> [EXERCISE REQUIREMENTS]:
A) Could you swap "presentation" for "talk" in the Git and Subversion thread, reproducing it from "The rest of" up to and including "the dev team?"?
B) Can you carry on the Git and Subversion thread past its final sentence?

That’s it. That’s all. The loose-object repository format can be explored with a text editor and is immediately obvious.

The packed format is trickier, but ultimately it’s just a kind of tarball containing the loose-object format, metaphorically speaking.

The rest of the glue that holds a repository together is in the refs/ subdirectory, which contains various tiny text files containing either SHA-1 IDs, or names of other files within refs/. This is where branches and lightweight tags get their names.

It’s all very much in the spirit of Unix.

For how this model serves as the basis of a coherent system, I recommend that you watch Scott Chacon’s presentation if you haven’t already. His slides are excellent and he does a really good job of explaining it all.

Re:how?

schelcj on 2009-06-22T15:57:39

wouldn't the fact that these are frequent problems point to a problem with the process/procedure of subversion usage?

i still haven't seen how git makes these complicated issues any better(granted i haven't used git enough yet.) if git does correct these problems does that mean the SCM was the problem or the usage pattern of the dev team?

ps: not being snarky, i actually have ran into the same problems with trac/svn. its a love/hate thing with trac for me.

Interesting

Shlomi Fish on 2009-06-23T07:24:10

That's the second hard-to-reproduce bug I heard with Subversion the past few weeks (this one being the first). I've never ran into such problems with Subversion - it just works, so it seems very strange to me. If you can somehow reproduce the problematic behaviour on non-confidential, example repositories than I'm sure the Subversion developers will appreciate a bug report.

> [DATA SEGMENT]:
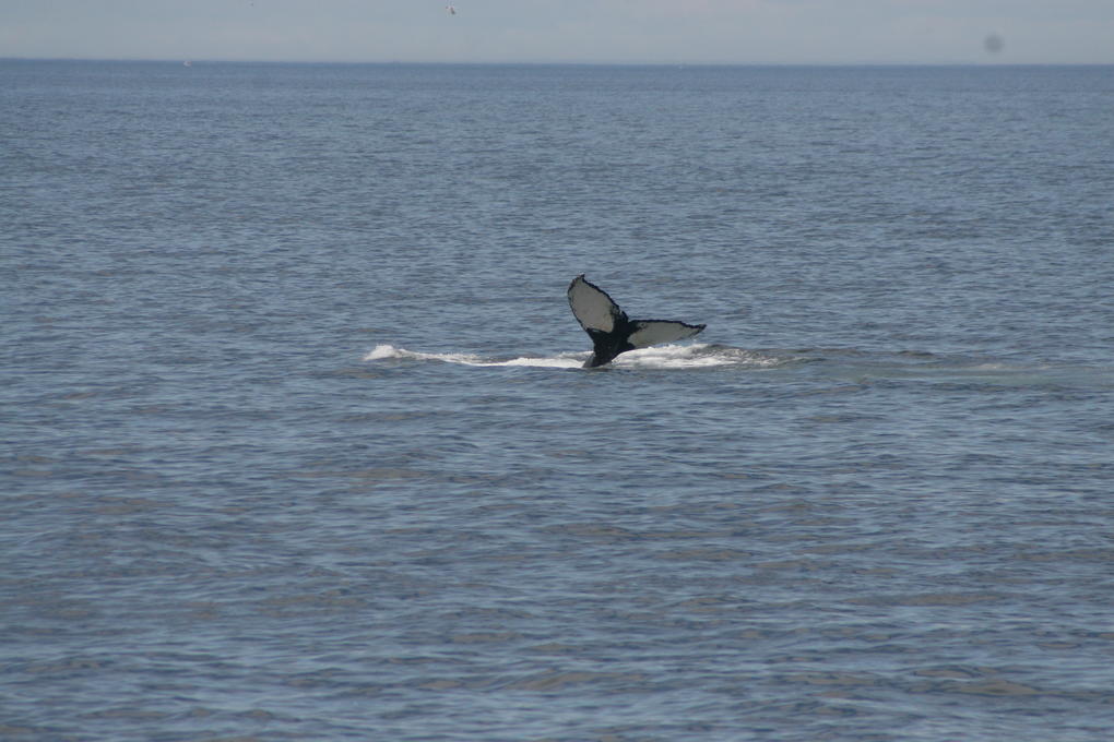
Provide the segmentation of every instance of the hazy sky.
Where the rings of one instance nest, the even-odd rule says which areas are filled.
[[[1114,0],[0,0],[0,57],[1114,63]]]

> [ANSWERS TO THE TASKS]:
A)
The rest of the glue that holds a repository together is in the refs/ subdirectory, which contains various tiny text files containing either SHA-1 IDs, or names of other files within refs/. This is where branches and lightweight tags get their names.

It’s all very much in the spirit of Unix.

For how this model serves as the basis of a coherent system, I recommend that you watch Scott Chacon’s talk if you haven’t already. His slides are excellent and he does a really good job of explaining it all.

Re:how?

schelcj on 2009-06-22T15:57:39

wouldn't the fact that these are frequent problems point to a problem with the process/procedure of subversion usage?

i still haven't seen how git makes these complicated issues any better(granted i haven't used git enough yet.) if git does correct these problems does that mean the SCM was the problem or the usage pattern of the dev team?

B)
Complaining is easy, but actually fixing the problems is more worthwhile in the long run.

Re:Interesting

Ovid on 2009-06-23T07:46:47

Why should I put time and energy into fixing a bad technology that, if I have the chance, I'll never use again? OK, so that's a bit unfair, but frankly, I just don't care about Subversion any more. It's that simple. I know that in future positions I'll likely be working on projects where management/developers are too timid to switch to something better than Subversion, so yes, I should care how well it works, but if I could reproduce this problem in the first place, I might actually know what caused it and simply not do it again.

Subversion isn't broken because it has a few bugs. Subversion is like an old 386 machine I used to work on. It's quaint and I have some lingering fondness for it as it was the had the first GUI I ever used, but I wouldn't want to do serious work on it.